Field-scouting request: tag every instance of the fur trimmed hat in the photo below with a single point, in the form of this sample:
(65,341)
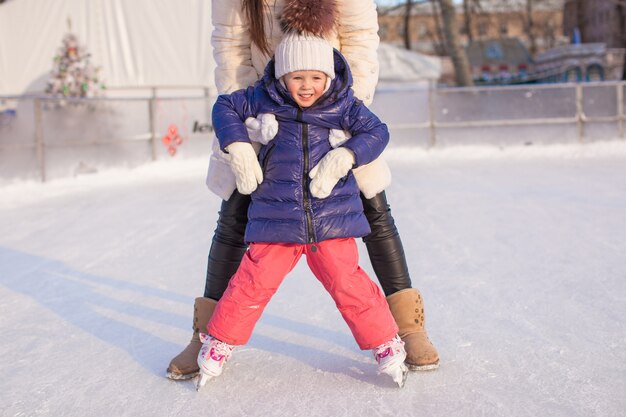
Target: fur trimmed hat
(305,23)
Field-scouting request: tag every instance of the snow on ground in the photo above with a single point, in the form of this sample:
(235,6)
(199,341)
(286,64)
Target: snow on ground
(518,252)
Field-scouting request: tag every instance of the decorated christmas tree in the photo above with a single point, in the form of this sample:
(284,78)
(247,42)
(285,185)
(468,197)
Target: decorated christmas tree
(73,75)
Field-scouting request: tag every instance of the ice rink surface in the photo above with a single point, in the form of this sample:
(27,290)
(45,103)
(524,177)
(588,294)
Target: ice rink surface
(519,254)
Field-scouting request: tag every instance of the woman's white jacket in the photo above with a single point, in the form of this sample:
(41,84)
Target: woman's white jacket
(240,64)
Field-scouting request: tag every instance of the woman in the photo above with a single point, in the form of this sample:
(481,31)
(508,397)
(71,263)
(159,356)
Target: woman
(245,35)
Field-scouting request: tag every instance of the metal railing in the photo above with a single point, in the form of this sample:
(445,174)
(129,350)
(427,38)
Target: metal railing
(423,115)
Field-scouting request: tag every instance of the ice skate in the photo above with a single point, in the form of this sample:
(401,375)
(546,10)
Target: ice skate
(213,354)
(390,357)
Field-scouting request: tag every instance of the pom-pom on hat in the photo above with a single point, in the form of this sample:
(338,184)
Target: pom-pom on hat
(305,23)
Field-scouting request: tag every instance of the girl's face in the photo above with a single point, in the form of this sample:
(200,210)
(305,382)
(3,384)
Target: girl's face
(305,86)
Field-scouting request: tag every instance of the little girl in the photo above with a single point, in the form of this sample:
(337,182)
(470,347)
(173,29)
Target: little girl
(305,200)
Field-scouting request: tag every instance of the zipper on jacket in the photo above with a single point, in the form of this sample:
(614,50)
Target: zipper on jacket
(305,179)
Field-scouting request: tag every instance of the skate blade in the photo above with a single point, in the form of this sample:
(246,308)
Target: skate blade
(428,367)
(399,374)
(204,378)
(180,377)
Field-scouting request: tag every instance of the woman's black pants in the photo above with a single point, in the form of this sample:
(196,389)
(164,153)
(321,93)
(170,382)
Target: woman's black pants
(383,244)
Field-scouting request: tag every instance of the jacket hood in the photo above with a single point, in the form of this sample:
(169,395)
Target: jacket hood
(339,86)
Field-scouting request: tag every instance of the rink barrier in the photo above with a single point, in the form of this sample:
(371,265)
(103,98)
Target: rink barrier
(577,118)
(148,97)
(428,108)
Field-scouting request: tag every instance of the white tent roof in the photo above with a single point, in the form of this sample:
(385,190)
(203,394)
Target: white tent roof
(137,43)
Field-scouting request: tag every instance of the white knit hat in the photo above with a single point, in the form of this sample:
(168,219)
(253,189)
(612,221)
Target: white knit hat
(303,53)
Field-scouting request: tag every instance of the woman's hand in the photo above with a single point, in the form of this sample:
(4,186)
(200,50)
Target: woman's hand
(335,165)
(245,166)
(263,128)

* [STATED GOAL]:
Convert the data, from the line containing "Field-scouting request: tag every instance of the white tent" through the end of the data, into a JSON list of strings with one string per line. Leave out blank lines.

* [ANSWER]:
[
  "Field-scouting request: tag every instance of the white tent roof in the photo above with a single point, in the form of this sample:",
  "(385,190)",
  "(203,394)",
  "Target: white tent roof",
  "(137,43)",
  "Field-scouting request: tag every instance of the white knit hat in the photo above with a single point, in the form of this sample:",
  "(168,219)",
  "(253,189)",
  "(612,221)",
  "Target: white knit hat",
  "(303,53)",
  "Field-scouting request: tag every instance of the woman's hand in the photo above with a single point, in the form of this sample:",
  "(4,186)",
  "(200,50)",
  "Target: woman's hand",
  "(335,165)",
  "(245,166)",
  "(263,128)"
]